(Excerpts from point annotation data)
━━━━━━

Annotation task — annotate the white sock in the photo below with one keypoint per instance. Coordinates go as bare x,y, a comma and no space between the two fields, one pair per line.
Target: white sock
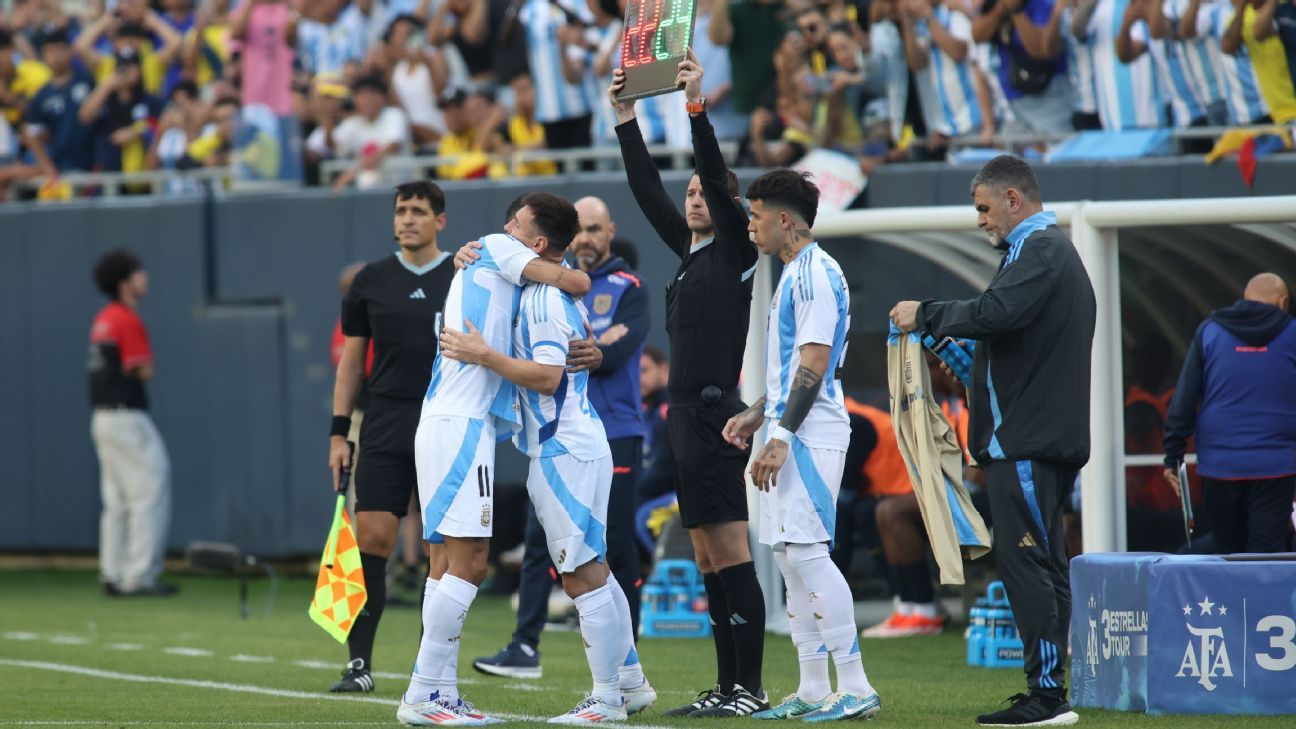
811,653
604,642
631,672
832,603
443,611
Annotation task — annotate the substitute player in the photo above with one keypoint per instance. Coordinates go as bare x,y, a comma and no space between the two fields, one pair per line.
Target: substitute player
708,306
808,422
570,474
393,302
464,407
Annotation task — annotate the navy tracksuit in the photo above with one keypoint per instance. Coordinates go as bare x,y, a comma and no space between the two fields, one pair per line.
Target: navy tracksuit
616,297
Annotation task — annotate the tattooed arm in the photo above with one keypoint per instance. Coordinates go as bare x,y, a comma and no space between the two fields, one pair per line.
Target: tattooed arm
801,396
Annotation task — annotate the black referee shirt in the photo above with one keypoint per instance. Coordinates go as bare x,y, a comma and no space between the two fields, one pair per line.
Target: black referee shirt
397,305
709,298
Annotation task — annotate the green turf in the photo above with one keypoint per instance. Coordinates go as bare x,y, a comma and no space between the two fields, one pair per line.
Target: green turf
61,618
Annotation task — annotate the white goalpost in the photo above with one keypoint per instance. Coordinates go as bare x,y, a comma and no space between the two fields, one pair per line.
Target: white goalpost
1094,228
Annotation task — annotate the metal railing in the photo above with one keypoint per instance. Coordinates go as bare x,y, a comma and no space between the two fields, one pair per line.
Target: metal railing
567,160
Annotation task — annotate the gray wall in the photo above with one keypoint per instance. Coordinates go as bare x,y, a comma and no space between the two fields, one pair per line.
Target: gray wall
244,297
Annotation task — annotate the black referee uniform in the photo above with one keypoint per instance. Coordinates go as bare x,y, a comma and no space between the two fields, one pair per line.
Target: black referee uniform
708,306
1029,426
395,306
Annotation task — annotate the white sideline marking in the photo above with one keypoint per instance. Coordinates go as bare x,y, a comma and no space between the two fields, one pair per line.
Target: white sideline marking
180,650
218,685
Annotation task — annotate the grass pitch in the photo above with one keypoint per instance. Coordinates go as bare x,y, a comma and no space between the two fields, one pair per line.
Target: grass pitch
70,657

━━━━━━

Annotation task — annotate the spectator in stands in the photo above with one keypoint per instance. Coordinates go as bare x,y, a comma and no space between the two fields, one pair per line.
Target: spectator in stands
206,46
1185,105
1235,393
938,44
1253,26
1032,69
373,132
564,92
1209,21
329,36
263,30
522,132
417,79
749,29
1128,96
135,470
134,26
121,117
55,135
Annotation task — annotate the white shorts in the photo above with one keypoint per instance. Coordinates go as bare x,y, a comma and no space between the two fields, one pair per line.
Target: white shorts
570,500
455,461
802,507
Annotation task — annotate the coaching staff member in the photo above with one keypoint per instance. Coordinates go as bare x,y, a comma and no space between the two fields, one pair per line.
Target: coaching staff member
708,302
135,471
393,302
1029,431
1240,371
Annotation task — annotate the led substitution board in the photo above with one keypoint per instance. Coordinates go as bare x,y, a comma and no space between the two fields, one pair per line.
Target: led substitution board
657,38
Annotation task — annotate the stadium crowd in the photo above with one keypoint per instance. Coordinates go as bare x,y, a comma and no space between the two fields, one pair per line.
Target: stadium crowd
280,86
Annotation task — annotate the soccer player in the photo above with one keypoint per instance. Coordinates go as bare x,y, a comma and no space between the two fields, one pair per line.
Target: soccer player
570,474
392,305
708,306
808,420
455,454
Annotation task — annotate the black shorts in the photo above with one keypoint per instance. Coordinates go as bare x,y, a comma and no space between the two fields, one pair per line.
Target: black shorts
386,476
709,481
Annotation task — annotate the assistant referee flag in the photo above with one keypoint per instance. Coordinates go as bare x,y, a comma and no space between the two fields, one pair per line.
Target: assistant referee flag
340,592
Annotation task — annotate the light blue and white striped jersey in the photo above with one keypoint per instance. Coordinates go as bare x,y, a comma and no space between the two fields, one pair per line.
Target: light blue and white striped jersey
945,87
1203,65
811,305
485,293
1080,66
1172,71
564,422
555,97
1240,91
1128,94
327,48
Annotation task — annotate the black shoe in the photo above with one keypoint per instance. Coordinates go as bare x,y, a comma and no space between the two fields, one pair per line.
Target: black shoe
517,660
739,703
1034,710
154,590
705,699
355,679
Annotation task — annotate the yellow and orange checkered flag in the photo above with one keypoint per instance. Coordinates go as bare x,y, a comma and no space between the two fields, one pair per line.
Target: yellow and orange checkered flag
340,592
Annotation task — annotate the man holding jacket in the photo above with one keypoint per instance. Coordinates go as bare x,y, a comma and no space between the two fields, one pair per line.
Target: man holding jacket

━━━━━━

__Exercise instructions__. Collect every line of the listing above that contains the string "jersey", and copy each one over. Case counts.

__Full response__.
Annotation task — annotate the light blue and white striped jersey in the photo above with one keypoint per instance. Coordinates go as bare x,y, a comma and no space between the two fields, one pair per line.
Target: light blue and white striped jersey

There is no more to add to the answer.